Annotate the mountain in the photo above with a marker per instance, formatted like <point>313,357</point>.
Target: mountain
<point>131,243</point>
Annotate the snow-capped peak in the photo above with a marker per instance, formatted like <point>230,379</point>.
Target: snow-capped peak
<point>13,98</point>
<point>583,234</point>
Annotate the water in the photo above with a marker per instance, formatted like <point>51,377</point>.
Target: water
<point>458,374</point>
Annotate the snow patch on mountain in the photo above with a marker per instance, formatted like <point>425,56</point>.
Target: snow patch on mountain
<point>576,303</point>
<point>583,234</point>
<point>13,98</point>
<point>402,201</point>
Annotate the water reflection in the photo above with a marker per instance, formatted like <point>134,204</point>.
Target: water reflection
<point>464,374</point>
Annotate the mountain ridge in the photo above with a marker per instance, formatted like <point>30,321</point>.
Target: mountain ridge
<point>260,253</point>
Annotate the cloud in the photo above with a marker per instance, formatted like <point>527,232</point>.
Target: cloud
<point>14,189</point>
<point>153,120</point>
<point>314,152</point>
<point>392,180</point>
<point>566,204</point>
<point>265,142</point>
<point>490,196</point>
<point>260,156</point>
• • • •
WHAT IS NEEDED: Copy all of the material above word for word, leaving out no line and changing nothing.

THE COMPLETED TASK:
Annotate the mountain in the photo above with a marker per instance, formatted like <point>313,357</point>.
Target: mountain
<point>131,243</point>
Annotate the snow-capped peak in the photo above with a marker per instance, formatted like <point>230,379</point>.
Target: snow-capped peak
<point>13,98</point>
<point>583,234</point>
Annotate the water in the photo above with a marker per instance, formatted like <point>51,377</point>.
Target: water
<point>458,374</point>
Annotate the snow patch on mountain in the photo above with a marker per instance, formatted like <point>425,56</point>.
Target: snow patch on mountain
<point>576,303</point>
<point>583,234</point>
<point>13,98</point>
<point>402,201</point>
Annotate the water reflection in the photo above with a marker per instance, formatted like <point>134,204</point>.
Target: water reflection
<point>464,374</point>
Annotate the mountain ridge in the photo above with a marker per instance, formatted like <point>30,321</point>.
Target: mountain ridge
<point>260,253</point>
Annotate the cloud in the photo above with a marker per instance, formatted like <point>527,232</point>.
Target: cloud
<point>14,189</point>
<point>153,120</point>
<point>314,152</point>
<point>392,180</point>
<point>566,204</point>
<point>265,142</point>
<point>490,196</point>
<point>260,156</point>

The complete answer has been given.